**EXERCISE INSTRUCTIONS:** Please rewrite the stretch of entries from the line containing "Category: cave opening" through the end of the entries, replacing "pixel coordinates" with "image coordinates" and leaving everything else unchanged.

**EXTRACTED DATA:**
******

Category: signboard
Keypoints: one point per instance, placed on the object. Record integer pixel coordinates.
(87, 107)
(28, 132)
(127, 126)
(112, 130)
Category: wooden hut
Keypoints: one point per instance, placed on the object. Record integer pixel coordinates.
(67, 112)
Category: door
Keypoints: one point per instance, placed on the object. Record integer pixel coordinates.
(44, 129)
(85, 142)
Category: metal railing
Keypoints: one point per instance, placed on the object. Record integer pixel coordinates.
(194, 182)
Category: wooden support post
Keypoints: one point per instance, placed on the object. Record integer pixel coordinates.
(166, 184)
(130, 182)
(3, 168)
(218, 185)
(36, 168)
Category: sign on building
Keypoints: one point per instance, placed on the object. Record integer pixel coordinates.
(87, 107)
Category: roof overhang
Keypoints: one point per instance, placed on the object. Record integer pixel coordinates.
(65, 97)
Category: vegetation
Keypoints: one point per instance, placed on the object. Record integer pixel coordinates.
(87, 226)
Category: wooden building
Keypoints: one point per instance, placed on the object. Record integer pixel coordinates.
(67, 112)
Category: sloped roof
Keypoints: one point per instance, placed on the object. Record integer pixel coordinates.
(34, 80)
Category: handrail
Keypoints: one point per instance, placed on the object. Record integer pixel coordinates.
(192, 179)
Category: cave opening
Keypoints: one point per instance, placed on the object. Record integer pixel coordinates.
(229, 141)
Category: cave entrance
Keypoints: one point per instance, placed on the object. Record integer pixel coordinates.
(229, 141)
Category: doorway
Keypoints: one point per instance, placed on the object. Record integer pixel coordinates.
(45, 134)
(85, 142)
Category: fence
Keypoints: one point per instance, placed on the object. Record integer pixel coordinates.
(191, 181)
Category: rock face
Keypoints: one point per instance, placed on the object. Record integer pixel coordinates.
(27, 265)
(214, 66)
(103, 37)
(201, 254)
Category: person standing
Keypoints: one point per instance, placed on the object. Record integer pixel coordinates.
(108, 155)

******

**COMPLETE RESPONSE:**
Category: cave opening
Keypoints: one point per instance, placed on the object. Record integer image coordinates.
(229, 141)
Category: cave entrance
Keypoints: one point per instance, placed on the object. Record integer image coordinates.
(229, 141)
Category: doorway
Keypoints: one point per instance, placed on the object. Record integer image coordinates.
(45, 134)
(85, 142)
Category: fence
Keypoints: one point per instance, placed on the object. Record integer image coordinates.
(191, 181)
Category: rock face
Keypoints: one point per instance, placed on the object. Record integer image coordinates.
(27, 265)
(214, 66)
(103, 37)
(201, 254)
Category: person standing
Keypoints: one point per instance, placed on the object. Record integer image coordinates.
(108, 155)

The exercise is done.